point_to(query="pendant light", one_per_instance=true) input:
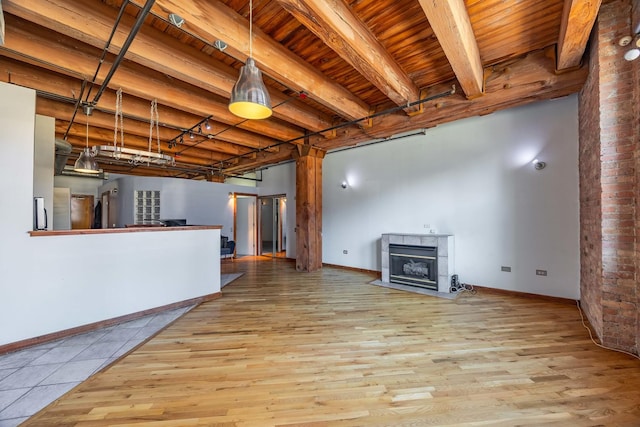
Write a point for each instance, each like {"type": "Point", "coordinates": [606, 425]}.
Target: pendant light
{"type": "Point", "coordinates": [86, 163]}
{"type": "Point", "coordinates": [249, 96]}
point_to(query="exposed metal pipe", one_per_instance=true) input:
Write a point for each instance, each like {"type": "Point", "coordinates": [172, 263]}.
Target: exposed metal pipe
{"type": "Point", "coordinates": [349, 123]}
{"type": "Point", "coordinates": [105, 50]}
{"type": "Point", "coordinates": [125, 46]}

#### Exercise brief:
Leave out the pictures and print each record exactly as it stands.

#### Answer:
point_to(query="pendant light", one_per_instance=true) input:
Write a point for each instance, each like {"type": "Point", "coordinates": [606, 425]}.
Target: pendant light
{"type": "Point", "coordinates": [86, 163]}
{"type": "Point", "coordinates": [249, 96]}
point_to(query="exposed metal pipe", one_per_instance=true) input:
Write a point for each instance, each like {"type": "Point", "coordinates": [172, 263]}.
Target: exposed metal pipe
{"type": "Point", "coordinates": [349, 123]}
{"type": "Point", "coordinates": [105, 50]}
{"type": "Point", "coordinates": [125, 46]}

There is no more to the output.